Records contained in a dataset
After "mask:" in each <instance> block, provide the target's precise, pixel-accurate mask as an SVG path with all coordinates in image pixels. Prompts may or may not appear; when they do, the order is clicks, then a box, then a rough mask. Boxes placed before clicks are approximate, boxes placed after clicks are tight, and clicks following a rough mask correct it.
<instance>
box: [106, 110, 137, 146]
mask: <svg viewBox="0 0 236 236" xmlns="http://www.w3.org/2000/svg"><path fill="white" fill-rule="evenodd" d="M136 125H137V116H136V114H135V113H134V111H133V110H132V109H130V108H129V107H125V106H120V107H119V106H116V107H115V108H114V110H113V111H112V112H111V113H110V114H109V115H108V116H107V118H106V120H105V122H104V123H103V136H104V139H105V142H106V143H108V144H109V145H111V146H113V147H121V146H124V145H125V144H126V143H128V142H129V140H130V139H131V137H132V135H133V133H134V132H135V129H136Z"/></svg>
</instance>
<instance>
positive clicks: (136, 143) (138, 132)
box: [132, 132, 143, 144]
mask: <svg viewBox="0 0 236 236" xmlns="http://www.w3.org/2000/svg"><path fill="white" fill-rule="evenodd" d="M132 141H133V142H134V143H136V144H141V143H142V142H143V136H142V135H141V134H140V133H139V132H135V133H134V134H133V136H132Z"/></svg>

TASK BRIEF> Output the data exactly, so that every line matches the original.

RESPONSE BOX>
After "mask:" in each <instance> block, provide the target's precise, pixel-accurate mask as an SVG path with all coordinates in image pixels. Prompts may or may not appear; when they do, the order is clicks, then a box, then a rough mask. Boxes placed before clicks are approximate, boxes placed after clicks are tight, and clicks following a rough mask correct it.
<instance>
box: [106, 110, 137, 146]
mask: <svg viewBox="0 0 236 236" xmlns="http://www.w3.org/2000/svg"><path fill="white" fill-rule="evenodd" d="M136 125H137V116H136V114H135V113H134V111H133V110H132V109H130V108H129V107H125V106H120V107H119V106H116V107H115V108H114V110H113V111H112V112H111V113H110V114H109V115H108V116H107V118H106V120H105V122H104V123H103V136H104V139H105V142H106V143H108V144H109V145H111V146H113V147H121V146H124V145H125V144H126V143H128V142H129V140H130V139H131V137H132V135H133V133H134V132H135V129H136Z"/></svg>
</instance>
<instance>
positive clicks: (136, 143) (138, 132)
box: [132, 132, 143, 144]
mask: <svg viewBox="0 0 236 236" xmlns="http://www.w3.org/2000/svg"><path fill="white" fill-rule="evenodd" d="M132 141H133V142H134V143H136V144H141V143H142V142H143V136H142V135H141V134H140V133H139V132H135V133H134V134H133V136H132Z"/></svg>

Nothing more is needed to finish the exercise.